* [Excerto do texto]:

────────────────────

So long, Mariana

Devemos a Mariana Mortágua o momento mais franco e ternurento da política portuguesa dos últimos anos. A clareza e a franqueza chegaram-nos pelo verbo: «devemos perder a vergonha de ir buscar dinheiro a quem está a acumular dinheiro». A ternura pôde ser observada na forma como alguns socialistas (sobretudo os afectos à juventude turca) tentaram acalmar as hostes: «calma, amiguinhos, isto pode ser explicado.»

As coisas são o que são. A voz delicodoce, o olhar arguto e o sorriso monalisiano de Mariana Mortágua parecem num primeiro momento consolar a nossa inquietação perante as injustiças do mundo, mas uma vez debitado, o ideário Mortágua desengana os menos incautos. Tudo é claro, límpido, inequívoco: estamos perante uma gema marxista, impenetrável e inflexível.

Imaginar uma conversa com Mariana Mortágua sobre teorias de propriedade ou diferentes concepções de justiça distributiva – dos princípios «históricos» aos de «resultado final» dissecados por Nozick, passando pela teoria da aquisição de Locke e por aí fora  – resultaria numa pequena e certamente divertida representação teatral do absurdo, com o bom senso e o consenso no papel de Godot.

────────────────────

* [Material recolhido]:
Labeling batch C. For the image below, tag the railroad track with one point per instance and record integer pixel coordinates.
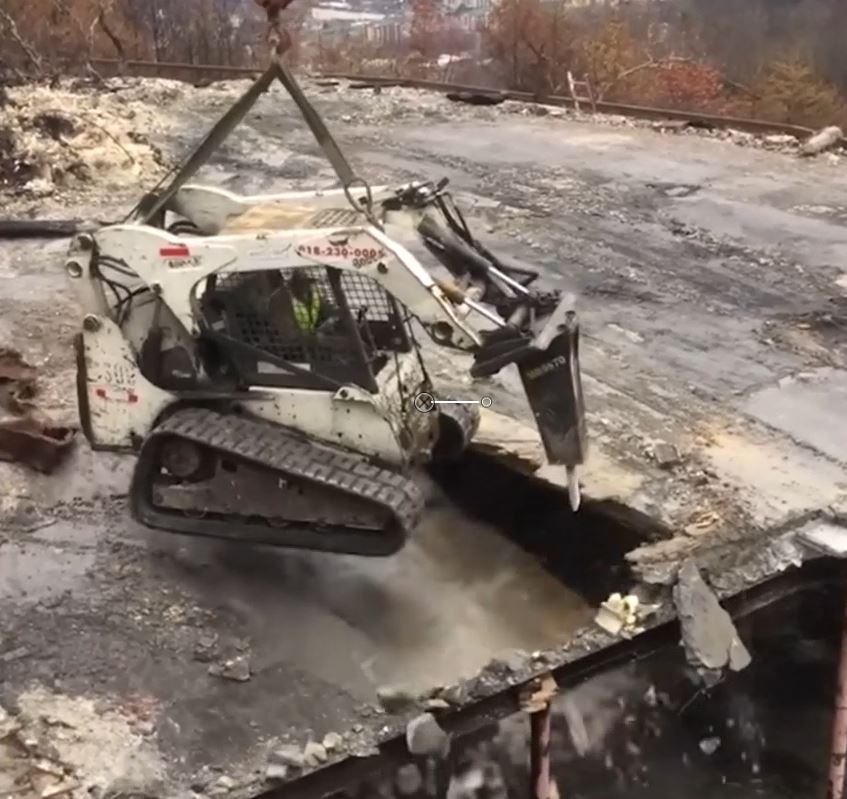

────────────────────

* [Problema a resolver]: Extrai do texto sobre Mariana Mortágua, tal como surge, o trecho que vai de «So long, Mariana» até «impenetrável e inflexível.».

* [Resposta escrita]:
So long, Mariana

Devemos a Mariana Mortágua o momento mais franco e ternurento da política portuguesa dos últimos anos. A clareza e a franqueza chegaram-nos pelo verbo: «devemos perder a vergonha de ir buscar dinheiro a quem está a acumular dinheiro». A ternura pôde ser observada na forma como alguns socialistas (sobretudo os afectos à juventude turca) tentaram acalmar as hostes: «calma, amiguinhos, isto pode ser explicado.»

As coisas são o que são. A voz delicodoce, o olhar arguto e o sorriso monalisiano de Mariana Mortágua parecem num primeiro momento consolar a nossa inquietação perante as injustiças do mundo, mas uma vez debitado, o ideário Mortágua desengana os menos incautos. Tudo é claro, límpido, inequívoco: estamos perante uma gema marxista, impenetrável e inflexível.